Hay una relajación moral que se refleja en las instituciones, en servicios esenciales para la sociedad, en las redes sociales, en la falta de relación con el otro, en una fuerte competencia desde el nacimiento para encontrar un trabajo y mantenerlo, en el maltrato a la mujer, en la desestabilización de la familia, en una desigualdad cada vez mayor, en la falta de una ética aceptada por todos.
Pero pensar que el origen y los efectos de esta pandemia surgen de una descomposición, de un determinismo o azar cósmico, de la evolución natural de la especie, e incluso aceptar la convicción de Esquilo en su Prometeo de que el destino y la tragedia del hombre es aprender sufriendo, no nos llevaría a ninguna verdad sostenible.
Sí nos conmueve Karl Jaspers cuando nos advierte que en el hundimiento frente a los dioses y el destino, el hombre trasciende al ser que es.
Coincidencia entre sucesos naturales, culturales, sociales o económicos, y que estos han dado lugar a transformaciones históricas profundas, es un hecho probado.
Formamos parte de una suma realidad (ens realissimus) de la cual emana el carácter de lo que es real, como nos recuerda Dª María Zambrano. De esa matriz en la que muchas veces se confunde esencia con existencia, los hombres inventaron los dioses.
De esa matriz -decimos nosotros- los hombres hemos hecho de la historia y de la vida un dios, y de esa matriz surgen la felicidad y las pandemias. Siempre nos quedará la duda de que sea necesario para la vida que el hombre camine permanentemente cargado con una pesada mochila de dolor.
Los grandes imperios, la Revolución francesa y la rusa, los fascismos, los grandes descubrimientos, las grandes potencias actuales, todo fruto del dolor.
Del dolor y la necesidad nace la imprenta. Del dolor de una cultura encerrada en oráculos y monasterios durante siglos y la necesidad de acabar con el feudalismo que lo amparaba y darla a conocer a todos. D. Quijote cabalga a lomos de la imprenta para advertir al mundo que aún es tiempo de buscar y encontrar la utopía, la libertad en igualdad. Y de ese mismo dolor de una Iglesia corrompida nace el misticismo religioso que utiliza la imprenta para la Reforma y encontrar al verdadero Dios.
Y ahora, en pleno desarrollo de la robotización, un virus de un humilde animal hace tambalearse todos los cimientos de la sociedad y nos plantea nuevas necesidades.
La primera, avanzar en democracia; pero no solo como diría Baruch Espinosa, aquella que comporta una mayor felicidad al pueblo, algunas dictaduras también la proporcionan, sino aquella democracia que comporta un verdadero esquema ontológico más racional. Una democracia que acumule más potencia, la potencia de todos los ciudadanos reunidos para crear una civilización más solidaria, más igual, donde el conocimiento sea lo común y no lo raro.

• Qué hacer 1: Copia sin cambios el fragmento del texto sobre la pandemia que empieza con las palabras "Formamos parte de" y termina con "fruto del dolor.".
• Qué hacer 2: Según el texto sobre la pandemia, ¿qué nace del dolor y la necesidad?

• Datos registrados:
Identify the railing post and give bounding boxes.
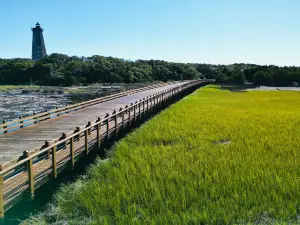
[96,117,101,148]
[45,109,51,120]
[147,96,149,113]
[44,141,51,159]
[19,116,24,129]
[133,101,137,122]
[113,110,118,137]
[128,103,132,127]
[105,113,110,140]
[2,120,7,134]
[143,98,145,116]
[119,105,127,129]
[86,121,92,135]
[52,146,57,178]
[33,112,38,123]
[139,99,142,119]
[70,135,76,169]
[0,175,4,218]
[55,106,59,116]
[25,151,34,198]
[84,127,89,155]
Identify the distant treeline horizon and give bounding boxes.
[0,53,300,86]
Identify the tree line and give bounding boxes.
[0,53,300,86]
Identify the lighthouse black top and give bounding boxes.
[31,23,47,61]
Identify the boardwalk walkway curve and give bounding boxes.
[0,80,211,217]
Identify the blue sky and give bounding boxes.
[0,0,300,66]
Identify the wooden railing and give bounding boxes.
[0,80,210,217]
[0,82,176,135]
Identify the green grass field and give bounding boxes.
[24,86,300,224]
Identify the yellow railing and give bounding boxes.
[0,80,210,217]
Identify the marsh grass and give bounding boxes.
[26,86,300,224]
[0,85,40,92]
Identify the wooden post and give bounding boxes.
[147,97,149,113]
[19,116,24,129]
[96,117,101,148]
[113,110,118,137]
[55,106,59,116]
[33,112,38,123]
[2,120,7,134]
[52,146,57,178]
[70,137,75,169]
[45,109,51,120]
[25,151,34,198]
[143,98,145,116]
[0,175,4,218]
[84,130,89,155]
[105,113,110,140]
[133,102,137,122]
[120,108,125,129]
[86,121,92,135]
[128,103,132,127]
[139,99,142,119]
[44,141,51,159]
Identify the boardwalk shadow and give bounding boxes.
[219,84,256,92]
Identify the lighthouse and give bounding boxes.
[31,23,47,61]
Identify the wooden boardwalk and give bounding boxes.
[0,80,211,217]
[0,84,184,164]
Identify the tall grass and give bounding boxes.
[24,86,300,224]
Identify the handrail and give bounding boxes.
[0,82,177,135]
[0,80,209,217]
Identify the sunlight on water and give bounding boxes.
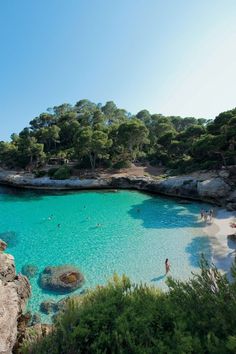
[0,188,211,320]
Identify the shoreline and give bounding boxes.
[203,208,236,278]
[0,169,236,210]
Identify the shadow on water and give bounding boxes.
[0,186,121,202]
[151,274,166,282]
[185,236,213,268]
[0,231,18,248]
[128,197,206,229]
[37,275,84,296]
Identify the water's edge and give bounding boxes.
[0,170,236,210]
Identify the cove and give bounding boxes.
[0,187,212,321]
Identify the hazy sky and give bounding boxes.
[0,0,236,140]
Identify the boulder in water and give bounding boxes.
[40,299,58,315]
[0,239,7,252]
[21,264,38,278]
[227,233,236,241]
[40,265,84,293]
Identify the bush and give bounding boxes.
[112,160,131,170]
[34,170,47,178]
[23,260,236,354]
[53,166,71,179]
[48,167,58,177]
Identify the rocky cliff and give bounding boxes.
[0,167,236,210]
[0,240,31,354]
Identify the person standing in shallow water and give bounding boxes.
[165,258,170,274]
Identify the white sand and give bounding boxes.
[203,208,236,273]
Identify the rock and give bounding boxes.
[30,312,41,326]
[178,199,192,204]
[0,231,18,248]
[0,239,7,252]
[227,233,236,241]
[218,170,230,178]
[0,253,16,283]
[24,323,53,353]
[227,190,236,203]
[226,203,236,211]
[21,264,38,278]
[0,260,31,354]
[197,177,231,200]
[40,299,58,315]
[40,265,84,293]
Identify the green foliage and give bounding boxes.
[0,99,236,172]
[23,259,236,354]
[48,167,58,177]
[112,160,130,170]
[34,170,47,178]
[52,166,71,179]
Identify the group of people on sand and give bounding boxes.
[200,209,213,221]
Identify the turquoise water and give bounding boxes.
[0,188,211,320]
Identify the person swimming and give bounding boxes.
[165,258,170,274]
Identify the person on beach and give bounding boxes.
[209,209,213,221]
[165,258,170,274]
[203,210,208,221]
[200,209,205,220]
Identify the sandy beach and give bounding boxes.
[203,208,236,274]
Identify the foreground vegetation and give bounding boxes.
[23,260,236,354]
[0,100,236,177]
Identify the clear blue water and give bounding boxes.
[0,188,211,320]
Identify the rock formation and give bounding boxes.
[0,166,236,210]
[21,264,38,278]
[40,265,84,293]
[0,240,31,354]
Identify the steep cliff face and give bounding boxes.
[0,245,31,354]
[0,167,236,210]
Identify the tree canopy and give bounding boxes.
[23,259,236,354]
[0,99,236,172]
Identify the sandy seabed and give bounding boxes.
[203,208,236,275]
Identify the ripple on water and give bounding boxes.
[0,189,211,321]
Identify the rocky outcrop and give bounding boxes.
[40,265,84,293]
[197,177,231,200]
[0,169,236,210]
[0,239,7,252]
[0,246,31,354]
[21,264,38,278]
[40,299,58,315]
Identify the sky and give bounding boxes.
[0,0,236,140]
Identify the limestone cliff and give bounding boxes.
[0,245,31,354]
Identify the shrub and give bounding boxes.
[113,160,131,170]
[53,166,71,179]
[48,167,58,177]
[34,170,47,178]
[23,260,236,354]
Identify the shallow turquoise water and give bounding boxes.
[0,188,211,320]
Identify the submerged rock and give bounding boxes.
[0,260,31,354]
[40,299,58,315]
[30,312,41,326]
[0,239,7,252]
[40,265,84,292]
[197,177,231,200]
[21,264,38,278]
[227,233,236,241]
[0,231,18,248]
[0,253,16,283]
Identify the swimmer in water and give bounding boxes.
[165,258,170,274]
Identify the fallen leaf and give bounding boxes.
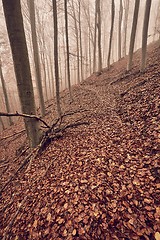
[47,213,52,222]
[33,220,38,228]
[155,232,160,240]
[72,229,77,236]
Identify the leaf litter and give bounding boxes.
[0,41,160,240]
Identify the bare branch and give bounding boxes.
[0,112,50,128]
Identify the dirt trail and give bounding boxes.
[0,40,160,240]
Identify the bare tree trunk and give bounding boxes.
[52,0,62,117]
[27,0,45,116]
[141,0,152,72]
[78,0,84,81]
[2,0,41,147]
[107,0,115,69]
[97,0,102,73]
[127,0,140,71]
[64,0,72,98]
[118,0,123,60]
[93,0,97,72]
[0,116,5,130]
[72,0,80,84]
[123,0,129,57]
[0,59,13,126]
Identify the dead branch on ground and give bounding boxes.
[0,129,26,141]
[0,112,50,128]
[0,110,89,195]
[2,196,28,240]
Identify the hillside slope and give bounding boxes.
[0,40,160,240]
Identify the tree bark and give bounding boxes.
[27,0,45,116]
[123,0,129,57]
[118,0,123,60]
[64,0,72,101]
[141,0,152,72]
[107,0,115,69]
[2,0,41,147]
[127,0,140,71]
[52,0,61,116]
[97,0,102,73]
[0,59,13,126]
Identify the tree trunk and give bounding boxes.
[2,0,41,147]
[27,0,45,116]
[127,0,140,71]
[141,0,152,72]
[72,0,80,84]
[118,0,123,60]
[52,0,61,117]
[107,0,115,69]
[0,116,5,130]
[0,59,13,126]
[97,0,102,73]
[78,0,84,81]
[123,0,129,57]
[93,0,97,72]
[64,0,72,101]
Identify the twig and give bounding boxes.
[0,129,26,141]
[0,112,50,128]
[0,152,33,195]
[2,196,28,240]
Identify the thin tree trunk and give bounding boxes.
[78,0,84,81]
[141,0,152,72]
[0,116,5,130]
[27,0,45,116]
[64,0,72,98]
[72,0,80,84]
[93,0,97,72]
[2,0,41,147]
[107,0,115,69]
[52,0,61,117]
[123,0,129,57]
[97,0,102,73]
[118,0,123,60]
[127,0,140,71]
[0,59,13,126]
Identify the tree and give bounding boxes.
[52,0,61,116]
[127,0,140,71]
[141,0,152,71]
[27,0,45,116]
[123,0,129,57]
[0,59,13,125]
[96,0,102,73]
[107,0,115,69]
[93,0,97,72]
[78,0,83,81]
[118,0,123,59]
[2,0,41,147]
[64,0,72,100]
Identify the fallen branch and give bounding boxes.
[0,150,34,195]
[0,112,50,128]
[0,129,26,141]
[2,196,27,240]
[0,110,89,195]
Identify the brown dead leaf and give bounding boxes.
[33,220,38,228]
[62,229,68,237]
[155,232,160,240]
[47,213,52,222]
[72,229,77,236]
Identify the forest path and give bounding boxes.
[80,76,122,126]
[0,41,160,240]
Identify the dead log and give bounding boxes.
[0,112,50,128]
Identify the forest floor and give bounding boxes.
[0,40,160,240]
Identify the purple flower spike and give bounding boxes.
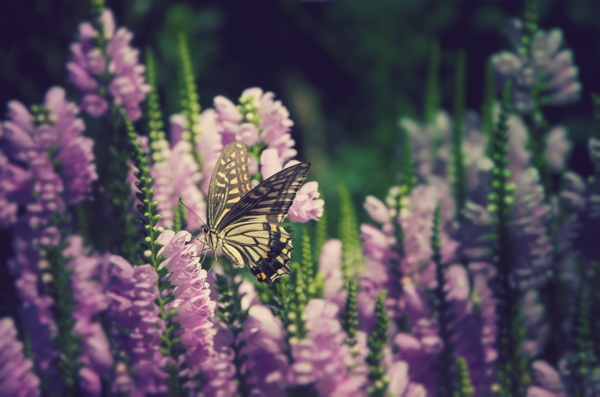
[165,109,223,196]
[107,255,168,395]
[214,88,297,164]
[242,304,289,397]
[288,299,366,396]
[319,239,347,309]
[158,230,216,370]
[492,20,581,112]
[150,140,206,231]
[67,10,150,121]
[0,318,40,397]
[289,181,325,222]
[0,87,98,207]
[0,151,31,228]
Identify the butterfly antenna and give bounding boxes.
[179,197,206,226]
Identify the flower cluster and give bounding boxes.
[0,318,40,397]
[67,10,150,120]
[0,2,600,397]
[492,19,581,112]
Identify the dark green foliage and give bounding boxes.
[398,125,417,193]
[588,260,600,357]
[431,207,458,397]
[146,48,166,162]
[173,197,187,233]
[488,80,527,397]
[314,204,329,258]
[338,185,364,282]
[450,51,468,217]
[90,0,104,17]
[342,280,358,347]
[592,94,600,137]
[365,290,390,397]
[179,34,202,169]
[481,59,496,142]
[302,226,322,299]
[42,214,82,397]
[121,111,160,269]
[453,356,475,397]
[215,266,253,397]
[519,0,538,57]
[257,262,308,346]
[284,262,308,341]
[424,40,442,123]
[101,115,140,264]
[567,262,597,397]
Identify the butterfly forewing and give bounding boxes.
[217,163,310,230]
[207,142,250,227]
[208,142,310,283]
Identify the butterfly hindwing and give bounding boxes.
[215,163,310,283]
[207,142,250,227]
[223,222,294,283]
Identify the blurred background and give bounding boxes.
[0,0,600,215]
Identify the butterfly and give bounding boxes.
[202,142,310,284]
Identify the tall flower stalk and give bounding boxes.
[488,80,526,396]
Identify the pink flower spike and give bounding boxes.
[260,149,282,180]
[289,181,325,223]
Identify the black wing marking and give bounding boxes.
[207,142,251,228]
[223,222,294,284]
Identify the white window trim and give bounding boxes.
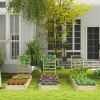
[85,25,100,60]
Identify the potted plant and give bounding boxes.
[70,67,96,90]
[0,51,4,88]
[5,74,32,90]
[17,54,31,73]
[26,40,43,66]
[39,73,60,90]
[62,41,68,61]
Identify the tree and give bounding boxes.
[0,50,4,88]
[46,0,91,55]
[8,0,91,57]
[8,0,48,23]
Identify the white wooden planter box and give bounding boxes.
[39,84,60,90]
[5,76,32,90]
[71,79,96,90]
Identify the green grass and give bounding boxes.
[0,70,100,100]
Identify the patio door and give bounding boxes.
[87,27,99,60]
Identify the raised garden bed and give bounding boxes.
[5,74,32,90]
[71,79,96,90]
[39,74,60,90]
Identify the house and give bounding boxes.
[0,0,36,73]
[0,0,100,73]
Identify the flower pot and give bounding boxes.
[63,57,67,61]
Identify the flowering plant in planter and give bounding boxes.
[75,77,96,86]
[12,74,31,80]
[40,74,59,85]
[7,79,27,85]
[7,74,31,85]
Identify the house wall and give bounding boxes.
[37,4,100,60]
[0,0,36,73]
[2,17,36,73]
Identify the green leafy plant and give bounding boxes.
[62,41,68,61]
[75,77,96,85]
[26,41,43,65]
[43,54,57,64]
[95,69,100,78]
[70,67,88,79]
[57,66,65,70]
[0,50,4,70]
[17,54,30,66]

• Respuesta 1:
Formamos parte de una suma realidad (ens realissimus) de la cual emana el carácter de lo que es real, como nos recuerda Dª María Zambrano. De esa matriz en la que muchas veces se confunde esencia con existencia, los hombres inventaron los dioses.
De esa matriz -decimos nosotros- los hombres hemos hecho de la historia y de la vida un dios, y de esa matriz surgen la felicidad y las pandemias. Siempre nos quedará la duda de que sea necesario para la vida que el hombre camine permanentemente cargado con una pesada mochila de dolor.
Los grandes imperios, la Revolución francesa y la rusa, los fascismos, los grandes descubrimientos, las grandes potencias actuales, todo fruto del dolor.

• Respuesta 2: La imprenta.